*Objectives*:
(1) According to the chapter excerpt below, which step of the data analysis procedure comes fourth?
(2) Transcribe a passage from the chapter excerpt below, starting at the words "Skip Pattern: Sequence" and stopping after the words "to a question.".
(3) List every step of the data analysis procedure named in the overview of the chapter excerpt below.

CHAPTER 15 DATA PROCESSING AND FUNDAMENTAL DATA ANALYSIS
Overview of the Data Analysis Procedure 1. Validation and editing (quality control) 2. Coding 3. Data entry 4. Logical cleaning of data 5. Tabulation and statistical analysis
Step One: Validation and Editing Validation: Process of ascertaining that interviews actually were conducted as specified. (E.g. interviewer fraud or failure to follow key instructions) •
Was the person actually interviewed?
•
Did the person qualify according to the screening questions?
•
Was the interview conducted in the required manner?
•
Did the interviewer cover the entire survey?
Editing: Process of ascertaining that questionnaires were filled out properly and completely. •
Did the interviewer fail to ask certain questions or fail to record answers for certain questions?
•
Were skip patterns followed?
Skip Pattern: Sequence in which later questions are asked based on a respondent’s answer to an earlier question or questions. •
Did the interviewer paraphrase respondent’s answers to open-ended questions or copy them verbatim? Did the interviewer probe?
Step Two: Coding Process of grouping and assigning numeric codes to the various responses to a question.

*Records shown*:
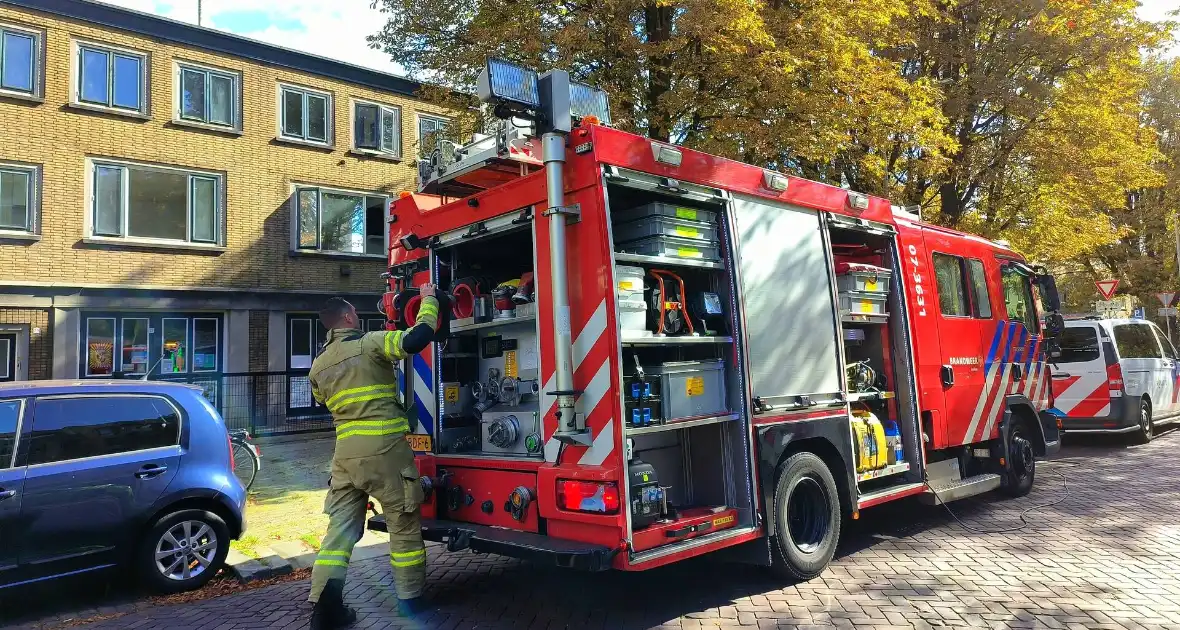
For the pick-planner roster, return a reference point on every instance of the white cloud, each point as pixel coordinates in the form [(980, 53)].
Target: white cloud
[(334, 28)]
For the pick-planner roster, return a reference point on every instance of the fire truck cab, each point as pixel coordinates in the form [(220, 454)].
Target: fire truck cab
[(654, 353)]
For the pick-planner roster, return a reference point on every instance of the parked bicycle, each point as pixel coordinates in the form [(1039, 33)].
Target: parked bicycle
[(247, 457)]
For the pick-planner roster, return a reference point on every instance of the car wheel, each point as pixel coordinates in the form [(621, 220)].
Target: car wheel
[(807, 518), (182, 551), (1146, 426), (1017, 480)]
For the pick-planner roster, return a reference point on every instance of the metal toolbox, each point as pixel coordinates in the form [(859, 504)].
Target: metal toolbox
[(863, 277), (863, 302), (690, 388), (672, 247), (662, 225), (664, 210)]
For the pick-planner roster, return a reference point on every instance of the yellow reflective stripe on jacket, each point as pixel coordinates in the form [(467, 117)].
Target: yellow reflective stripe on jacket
[(372, 427), (408, 558), (353, 391), (393, 345)]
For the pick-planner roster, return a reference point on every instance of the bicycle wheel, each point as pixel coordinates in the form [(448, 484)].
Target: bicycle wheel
[(244, 465)]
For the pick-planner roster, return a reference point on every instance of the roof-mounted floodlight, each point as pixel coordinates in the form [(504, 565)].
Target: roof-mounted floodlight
[(585, 100), (507, 86)]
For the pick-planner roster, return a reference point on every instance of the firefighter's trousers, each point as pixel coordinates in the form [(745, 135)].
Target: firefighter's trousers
[(392, 479)]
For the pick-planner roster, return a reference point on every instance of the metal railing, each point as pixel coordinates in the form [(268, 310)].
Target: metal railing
[(263, 402)]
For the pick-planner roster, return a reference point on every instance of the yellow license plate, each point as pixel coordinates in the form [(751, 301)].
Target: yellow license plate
[(419, 443)]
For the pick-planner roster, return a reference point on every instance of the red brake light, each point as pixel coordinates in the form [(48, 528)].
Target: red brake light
[(588, 496)]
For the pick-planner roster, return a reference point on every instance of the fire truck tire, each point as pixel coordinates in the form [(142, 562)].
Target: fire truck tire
[(807, 517), (1017, 480), (1146, 427)]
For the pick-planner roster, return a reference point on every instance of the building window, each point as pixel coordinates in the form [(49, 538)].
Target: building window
[(19, 186), (208, 96), (111, 78), (428, 125), (334, 221), (18, 60), (377, 128), (135, 346), (306, 115), (149, 202), (99, 346), (204, 345)]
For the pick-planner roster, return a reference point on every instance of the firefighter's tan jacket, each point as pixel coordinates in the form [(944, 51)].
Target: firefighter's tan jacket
[(353, 376)]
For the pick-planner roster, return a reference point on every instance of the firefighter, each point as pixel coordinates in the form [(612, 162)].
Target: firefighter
[(354, 378)]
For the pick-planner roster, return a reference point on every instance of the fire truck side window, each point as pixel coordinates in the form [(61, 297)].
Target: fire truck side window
[(1018, 297), (951, 290)]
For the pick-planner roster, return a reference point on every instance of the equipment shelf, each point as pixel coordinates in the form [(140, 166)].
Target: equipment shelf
[(682, 424), (505, 321), (676, 340), (667, 261), (870, 395), (899, 467)]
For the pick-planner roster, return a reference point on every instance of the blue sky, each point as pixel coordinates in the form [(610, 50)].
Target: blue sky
[(336, 28)]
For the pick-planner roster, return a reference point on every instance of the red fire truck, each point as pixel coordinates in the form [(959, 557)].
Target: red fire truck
[(654, 353)]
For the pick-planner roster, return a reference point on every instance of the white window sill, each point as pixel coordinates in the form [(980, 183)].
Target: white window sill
[(112, 111), (346, 255), (297, 142), (19, 235), (375, 155), (106, 241), (21, 96), (207, 126)]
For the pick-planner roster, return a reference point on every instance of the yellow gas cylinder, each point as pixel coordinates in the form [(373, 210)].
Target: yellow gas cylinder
[(877, 444), (860, 441)]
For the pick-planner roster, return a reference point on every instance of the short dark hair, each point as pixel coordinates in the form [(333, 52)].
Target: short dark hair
[(333, 312)]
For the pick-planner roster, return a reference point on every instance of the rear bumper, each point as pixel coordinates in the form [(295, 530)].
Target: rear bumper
[(529, 546), (1123, 419)]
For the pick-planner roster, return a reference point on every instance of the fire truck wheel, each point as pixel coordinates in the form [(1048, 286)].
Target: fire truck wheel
[(807, 517), (1017, 481), (1146, 427)]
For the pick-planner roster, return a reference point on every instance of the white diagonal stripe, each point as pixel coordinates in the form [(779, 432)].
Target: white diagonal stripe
[(601, 448)]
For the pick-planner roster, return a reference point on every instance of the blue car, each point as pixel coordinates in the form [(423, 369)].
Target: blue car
[(100, 474)]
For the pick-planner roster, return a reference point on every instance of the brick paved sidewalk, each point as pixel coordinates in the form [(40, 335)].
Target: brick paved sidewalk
[(1106, 557)]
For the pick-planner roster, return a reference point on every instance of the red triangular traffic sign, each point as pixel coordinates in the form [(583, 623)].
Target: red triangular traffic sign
[(1107, 287)]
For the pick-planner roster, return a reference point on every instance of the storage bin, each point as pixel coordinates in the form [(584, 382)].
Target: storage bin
[(662, 225), (664, 210), (672, 247), (863, 303), (690, 388), (861, 277)]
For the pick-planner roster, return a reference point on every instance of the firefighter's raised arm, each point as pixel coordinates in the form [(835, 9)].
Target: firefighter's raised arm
[(397, 345)]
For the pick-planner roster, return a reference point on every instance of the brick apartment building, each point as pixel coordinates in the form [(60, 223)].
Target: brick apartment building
[(177, 199)]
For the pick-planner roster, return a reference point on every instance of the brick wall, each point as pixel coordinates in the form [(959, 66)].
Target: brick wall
[(40, 342), (260, 340), (259, 171)]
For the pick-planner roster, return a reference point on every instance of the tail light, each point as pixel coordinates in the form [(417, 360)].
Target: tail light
[(588, 496)]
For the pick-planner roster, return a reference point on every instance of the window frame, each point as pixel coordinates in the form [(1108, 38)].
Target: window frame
[(236, 109), (21, 405), (37, 61), (77, 74), (316, 250), (33, 199), (181, 419), (124, 166), (395, 152), (328, 116)]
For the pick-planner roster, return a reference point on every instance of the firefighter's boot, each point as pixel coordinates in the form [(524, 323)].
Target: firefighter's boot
[(329, 611)]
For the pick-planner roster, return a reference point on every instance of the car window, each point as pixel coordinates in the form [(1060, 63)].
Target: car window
[(66, 428), (1079, 345), (10, 424), (1135, 341)]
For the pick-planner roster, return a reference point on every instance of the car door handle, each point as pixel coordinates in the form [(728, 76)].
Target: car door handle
[(150, 471)]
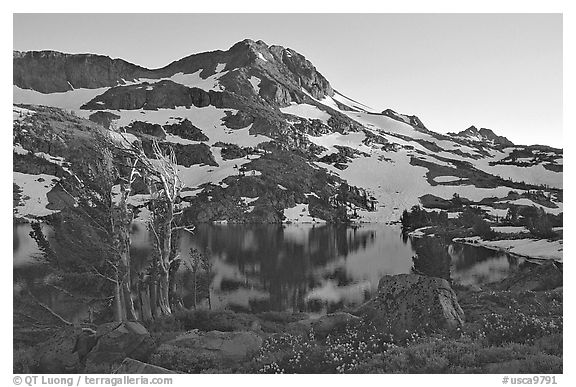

*Answers to the exercise*:
(1) Logical cleaning of data.

(2)
Skip Pattern: Sequence in which later questions are asked based on a respondent’s answer to an earlier question or questions. •
Did the interviewer paraphrase respondent’s answers to open-ended questions or copy them verbatim? Did the interviewer probe?
Step Two: Coding Process of grouping and assigning numeric codes to the various responses to a question.

(3)
1. Validation and editing (quality control)
2. Coding
3. Data entry
4. Logical cleaning of data
5. Tabulation and statistical analysis